▶ [Quoted passage]
James Gregory Atkinson, JAIL BIRD IN A PEACOCK CHAIR (Still) © James Gregory Atkinson

Tue 15.02.
11:00

Short film program consisting of JAIL BIRD IN A PEACOCK CHAIR, IF REVOLUTION IS A SICKNESS, and SOL IN THE DARK

Total running time approx. 74 min.

  • Director

    James Gregory Atkinson

  • Germany, USA / 2021
    4 min. / Original version

  • Original language

    English

Jail Bird in a Peacock Chair

James Gregory Atkinson’s performative short film centers the history of the iconic Peacock Chair to interrogate contemporary social contexts and historical concepts of identities. The film engages the chair’s origins in forced prison labor in the Philippines, its status as an internationally traded “exotic” commodity, its use in portrait photography, and its associations with Black radical activists such as Huey P. Newton—to explore ideas of Black masculinities and resistance. 
Through its filmic choreography of body and architecture, this work interweaves a nonlinear, experimental commentary on the American prison-industrial complex and the concept of the panopticon, and reflects both individual and governmental states of emergency.

▶ [List of tasks]
1. Copy the stretch of the film listing from "James Gregory Atkinson, JAIL" through "approx. 74 min.", renaming "program" as "screening".
2. List the titles of the short films that make up the program in the film listing.
The items have no connection to the film listing.

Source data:
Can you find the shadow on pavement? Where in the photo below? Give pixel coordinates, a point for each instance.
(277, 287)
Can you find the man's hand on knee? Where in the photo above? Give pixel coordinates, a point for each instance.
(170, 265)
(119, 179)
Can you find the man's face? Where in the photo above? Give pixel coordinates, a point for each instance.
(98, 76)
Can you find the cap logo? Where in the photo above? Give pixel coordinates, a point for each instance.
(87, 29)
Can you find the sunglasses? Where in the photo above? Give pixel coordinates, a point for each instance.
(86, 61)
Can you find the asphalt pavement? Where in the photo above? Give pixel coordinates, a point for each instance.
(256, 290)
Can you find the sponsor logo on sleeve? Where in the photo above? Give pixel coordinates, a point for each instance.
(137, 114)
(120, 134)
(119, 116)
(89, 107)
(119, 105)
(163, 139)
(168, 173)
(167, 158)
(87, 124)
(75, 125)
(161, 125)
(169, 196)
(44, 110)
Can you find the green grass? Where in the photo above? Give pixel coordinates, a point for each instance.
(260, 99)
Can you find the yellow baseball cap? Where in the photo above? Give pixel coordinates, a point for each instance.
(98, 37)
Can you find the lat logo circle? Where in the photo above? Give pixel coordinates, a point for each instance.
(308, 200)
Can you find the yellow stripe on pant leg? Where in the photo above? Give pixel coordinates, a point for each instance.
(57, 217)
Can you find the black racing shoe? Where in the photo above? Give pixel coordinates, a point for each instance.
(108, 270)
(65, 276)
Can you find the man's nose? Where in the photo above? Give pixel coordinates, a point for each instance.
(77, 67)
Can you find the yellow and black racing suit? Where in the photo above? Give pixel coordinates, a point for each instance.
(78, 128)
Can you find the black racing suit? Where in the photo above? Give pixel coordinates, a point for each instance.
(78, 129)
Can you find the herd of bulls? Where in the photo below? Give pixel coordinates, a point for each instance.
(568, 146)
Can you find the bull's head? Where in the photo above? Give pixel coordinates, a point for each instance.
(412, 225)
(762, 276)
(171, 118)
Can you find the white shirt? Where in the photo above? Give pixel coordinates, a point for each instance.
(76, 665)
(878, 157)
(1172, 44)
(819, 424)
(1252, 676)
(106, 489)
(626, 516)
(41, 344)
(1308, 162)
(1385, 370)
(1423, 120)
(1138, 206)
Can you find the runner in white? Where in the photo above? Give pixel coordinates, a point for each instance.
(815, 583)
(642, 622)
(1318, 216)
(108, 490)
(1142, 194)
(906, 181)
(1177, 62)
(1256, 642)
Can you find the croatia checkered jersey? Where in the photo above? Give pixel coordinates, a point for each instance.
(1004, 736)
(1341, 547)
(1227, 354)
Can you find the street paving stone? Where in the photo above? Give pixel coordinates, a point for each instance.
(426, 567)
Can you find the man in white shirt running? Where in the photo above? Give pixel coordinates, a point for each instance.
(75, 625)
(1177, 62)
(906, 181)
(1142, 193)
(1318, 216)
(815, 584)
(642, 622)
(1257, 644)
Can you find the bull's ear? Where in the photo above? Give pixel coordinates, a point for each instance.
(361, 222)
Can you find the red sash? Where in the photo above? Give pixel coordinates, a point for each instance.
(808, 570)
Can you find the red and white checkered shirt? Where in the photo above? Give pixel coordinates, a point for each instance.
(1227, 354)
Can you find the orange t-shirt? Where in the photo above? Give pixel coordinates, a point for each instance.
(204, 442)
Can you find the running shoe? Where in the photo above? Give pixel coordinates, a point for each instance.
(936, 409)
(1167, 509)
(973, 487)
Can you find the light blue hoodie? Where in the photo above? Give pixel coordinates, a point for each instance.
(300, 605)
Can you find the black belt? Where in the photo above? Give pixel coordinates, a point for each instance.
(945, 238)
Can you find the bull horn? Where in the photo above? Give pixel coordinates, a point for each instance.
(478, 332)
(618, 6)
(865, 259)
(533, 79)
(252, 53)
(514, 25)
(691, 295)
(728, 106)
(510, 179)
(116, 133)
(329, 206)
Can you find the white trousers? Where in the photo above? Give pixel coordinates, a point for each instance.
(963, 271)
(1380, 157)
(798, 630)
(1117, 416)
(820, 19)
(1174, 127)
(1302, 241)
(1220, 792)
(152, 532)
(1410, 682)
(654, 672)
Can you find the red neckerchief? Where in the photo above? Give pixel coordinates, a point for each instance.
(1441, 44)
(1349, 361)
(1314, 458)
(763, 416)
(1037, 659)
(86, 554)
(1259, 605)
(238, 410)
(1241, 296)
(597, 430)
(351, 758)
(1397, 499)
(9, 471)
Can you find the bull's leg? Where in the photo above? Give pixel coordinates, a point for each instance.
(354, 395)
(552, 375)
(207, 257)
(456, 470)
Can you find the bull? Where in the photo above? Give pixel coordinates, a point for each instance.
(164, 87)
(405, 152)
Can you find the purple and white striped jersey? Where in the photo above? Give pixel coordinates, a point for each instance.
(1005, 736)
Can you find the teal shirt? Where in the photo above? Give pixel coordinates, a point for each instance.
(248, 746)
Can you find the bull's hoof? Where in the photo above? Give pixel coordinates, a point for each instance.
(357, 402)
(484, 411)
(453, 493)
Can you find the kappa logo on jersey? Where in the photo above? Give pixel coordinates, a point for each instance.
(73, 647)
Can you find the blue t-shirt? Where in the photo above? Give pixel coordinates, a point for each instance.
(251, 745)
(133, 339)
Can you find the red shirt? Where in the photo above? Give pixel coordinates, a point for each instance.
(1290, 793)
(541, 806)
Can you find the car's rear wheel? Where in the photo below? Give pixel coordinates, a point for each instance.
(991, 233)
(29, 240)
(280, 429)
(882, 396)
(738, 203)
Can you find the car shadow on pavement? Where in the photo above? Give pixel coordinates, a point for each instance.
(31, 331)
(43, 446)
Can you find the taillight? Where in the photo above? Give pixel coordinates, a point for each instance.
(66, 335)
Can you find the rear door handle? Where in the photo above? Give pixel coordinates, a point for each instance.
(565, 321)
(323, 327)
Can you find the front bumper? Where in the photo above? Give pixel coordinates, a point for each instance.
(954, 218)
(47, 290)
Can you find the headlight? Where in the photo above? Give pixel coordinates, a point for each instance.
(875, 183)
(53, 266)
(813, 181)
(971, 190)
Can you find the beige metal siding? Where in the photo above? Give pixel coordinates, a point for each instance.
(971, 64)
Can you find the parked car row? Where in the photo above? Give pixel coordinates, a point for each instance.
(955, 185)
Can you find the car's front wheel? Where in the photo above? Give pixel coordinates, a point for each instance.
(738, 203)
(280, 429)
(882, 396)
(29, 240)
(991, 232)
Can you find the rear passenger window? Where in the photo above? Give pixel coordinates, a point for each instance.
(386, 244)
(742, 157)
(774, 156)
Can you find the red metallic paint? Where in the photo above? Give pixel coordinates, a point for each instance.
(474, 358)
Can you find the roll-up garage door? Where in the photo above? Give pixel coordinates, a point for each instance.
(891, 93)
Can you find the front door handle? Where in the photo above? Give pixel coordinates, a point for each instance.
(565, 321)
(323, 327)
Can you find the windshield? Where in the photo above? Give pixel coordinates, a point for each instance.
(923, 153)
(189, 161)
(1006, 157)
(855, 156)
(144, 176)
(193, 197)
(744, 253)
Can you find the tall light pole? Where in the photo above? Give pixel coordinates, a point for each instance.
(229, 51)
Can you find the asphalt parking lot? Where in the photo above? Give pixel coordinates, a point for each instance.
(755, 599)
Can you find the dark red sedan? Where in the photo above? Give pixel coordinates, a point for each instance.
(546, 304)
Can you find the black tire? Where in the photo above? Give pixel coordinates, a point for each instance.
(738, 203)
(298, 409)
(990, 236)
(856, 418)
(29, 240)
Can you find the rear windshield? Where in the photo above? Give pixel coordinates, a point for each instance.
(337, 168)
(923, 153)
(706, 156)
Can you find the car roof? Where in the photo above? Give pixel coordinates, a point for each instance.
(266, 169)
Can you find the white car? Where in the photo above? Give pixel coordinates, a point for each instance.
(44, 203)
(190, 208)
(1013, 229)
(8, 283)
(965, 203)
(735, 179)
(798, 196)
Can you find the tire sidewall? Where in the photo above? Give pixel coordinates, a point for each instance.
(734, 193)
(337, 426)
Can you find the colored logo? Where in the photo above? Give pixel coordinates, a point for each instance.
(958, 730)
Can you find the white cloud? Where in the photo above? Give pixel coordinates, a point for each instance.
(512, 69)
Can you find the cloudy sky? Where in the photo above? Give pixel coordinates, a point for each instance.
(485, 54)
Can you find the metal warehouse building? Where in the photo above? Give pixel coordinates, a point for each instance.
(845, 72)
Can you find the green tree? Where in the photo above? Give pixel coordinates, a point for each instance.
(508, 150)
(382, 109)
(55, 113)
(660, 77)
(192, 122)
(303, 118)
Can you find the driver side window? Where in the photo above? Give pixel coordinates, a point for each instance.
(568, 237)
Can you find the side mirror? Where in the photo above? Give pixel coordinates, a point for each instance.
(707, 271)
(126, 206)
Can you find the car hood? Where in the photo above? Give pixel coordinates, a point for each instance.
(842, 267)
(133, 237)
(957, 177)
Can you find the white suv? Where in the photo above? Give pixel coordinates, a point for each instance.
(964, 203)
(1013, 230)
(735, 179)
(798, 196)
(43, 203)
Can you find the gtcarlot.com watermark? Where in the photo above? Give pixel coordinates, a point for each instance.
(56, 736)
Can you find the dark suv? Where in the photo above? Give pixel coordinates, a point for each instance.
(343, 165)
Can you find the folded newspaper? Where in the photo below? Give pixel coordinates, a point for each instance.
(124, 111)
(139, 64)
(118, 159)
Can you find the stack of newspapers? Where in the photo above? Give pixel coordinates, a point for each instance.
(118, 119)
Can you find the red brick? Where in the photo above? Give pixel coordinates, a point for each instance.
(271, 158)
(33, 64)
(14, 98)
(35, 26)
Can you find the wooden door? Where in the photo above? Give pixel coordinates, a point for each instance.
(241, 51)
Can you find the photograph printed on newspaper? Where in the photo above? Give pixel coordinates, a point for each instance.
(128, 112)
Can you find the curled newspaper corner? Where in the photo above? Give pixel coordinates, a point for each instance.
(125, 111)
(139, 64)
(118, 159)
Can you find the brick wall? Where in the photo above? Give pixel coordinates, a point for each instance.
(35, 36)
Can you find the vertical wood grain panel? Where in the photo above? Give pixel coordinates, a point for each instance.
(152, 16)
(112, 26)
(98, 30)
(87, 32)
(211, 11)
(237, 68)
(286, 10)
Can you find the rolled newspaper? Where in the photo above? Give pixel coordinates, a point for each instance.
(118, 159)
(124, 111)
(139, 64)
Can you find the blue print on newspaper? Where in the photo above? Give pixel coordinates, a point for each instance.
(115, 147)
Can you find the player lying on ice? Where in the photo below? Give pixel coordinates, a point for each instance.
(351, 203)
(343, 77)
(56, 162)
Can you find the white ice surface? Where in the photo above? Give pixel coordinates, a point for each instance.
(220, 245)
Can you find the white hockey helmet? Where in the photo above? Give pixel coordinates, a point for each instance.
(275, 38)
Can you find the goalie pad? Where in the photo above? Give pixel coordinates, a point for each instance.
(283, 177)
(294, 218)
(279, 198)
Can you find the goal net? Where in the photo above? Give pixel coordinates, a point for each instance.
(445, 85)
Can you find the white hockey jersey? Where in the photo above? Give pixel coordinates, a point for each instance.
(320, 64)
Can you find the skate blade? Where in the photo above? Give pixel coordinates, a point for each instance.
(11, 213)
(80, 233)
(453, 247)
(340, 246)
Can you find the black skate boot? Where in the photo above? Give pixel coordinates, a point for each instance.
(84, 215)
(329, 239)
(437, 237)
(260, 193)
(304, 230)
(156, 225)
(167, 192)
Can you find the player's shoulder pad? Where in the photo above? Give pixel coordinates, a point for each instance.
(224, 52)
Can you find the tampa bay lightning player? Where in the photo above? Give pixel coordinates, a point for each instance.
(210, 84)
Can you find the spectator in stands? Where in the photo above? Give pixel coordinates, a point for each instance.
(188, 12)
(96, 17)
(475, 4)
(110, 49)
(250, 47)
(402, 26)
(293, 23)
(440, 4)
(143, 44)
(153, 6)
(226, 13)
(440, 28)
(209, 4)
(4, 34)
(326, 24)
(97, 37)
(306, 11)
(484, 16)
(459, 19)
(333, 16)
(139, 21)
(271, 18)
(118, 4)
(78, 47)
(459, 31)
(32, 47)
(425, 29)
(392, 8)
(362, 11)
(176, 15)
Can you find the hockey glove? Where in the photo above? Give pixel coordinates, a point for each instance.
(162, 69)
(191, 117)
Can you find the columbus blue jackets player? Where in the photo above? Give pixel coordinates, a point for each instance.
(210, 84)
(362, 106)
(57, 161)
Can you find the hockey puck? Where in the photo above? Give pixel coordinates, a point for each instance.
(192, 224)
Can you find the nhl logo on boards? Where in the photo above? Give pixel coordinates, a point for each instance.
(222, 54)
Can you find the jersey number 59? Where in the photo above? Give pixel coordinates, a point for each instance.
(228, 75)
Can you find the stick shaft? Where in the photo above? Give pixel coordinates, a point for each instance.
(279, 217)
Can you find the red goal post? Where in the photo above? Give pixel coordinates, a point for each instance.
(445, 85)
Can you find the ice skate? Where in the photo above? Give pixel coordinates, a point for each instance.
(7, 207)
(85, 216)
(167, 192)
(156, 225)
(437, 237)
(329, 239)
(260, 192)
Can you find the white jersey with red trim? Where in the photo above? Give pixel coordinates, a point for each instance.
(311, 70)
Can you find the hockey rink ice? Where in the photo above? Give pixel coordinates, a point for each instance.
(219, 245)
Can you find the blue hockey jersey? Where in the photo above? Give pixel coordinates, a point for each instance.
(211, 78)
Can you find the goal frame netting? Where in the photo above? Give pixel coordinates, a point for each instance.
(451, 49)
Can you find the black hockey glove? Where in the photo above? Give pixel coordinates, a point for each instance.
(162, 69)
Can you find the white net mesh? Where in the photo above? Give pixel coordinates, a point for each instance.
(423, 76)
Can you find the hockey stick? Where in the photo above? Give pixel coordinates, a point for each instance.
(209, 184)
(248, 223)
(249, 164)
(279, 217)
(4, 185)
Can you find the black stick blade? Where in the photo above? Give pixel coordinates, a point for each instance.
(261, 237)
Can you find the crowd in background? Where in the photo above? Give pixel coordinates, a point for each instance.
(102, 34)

▶ [Answers to the exercises]
1.
James Gregory Atkinson, JAIL BIRD IN A PEACOCK CHAIR (Still) © James Gregory Atkinson

Tue 15.02.
11:00

Short film screening consisting of JAIL BIRD IN A PEACOCK CHAIR, IF REVOLUTION IS A SICKNESS, and SOL IN THE DARK

Total running time approx. 74 min.

2.
JAIL BIRD IN A PEACOCK CHAIR
IF REVOLUTION IS A SICKNESS
SOL IN THE DARK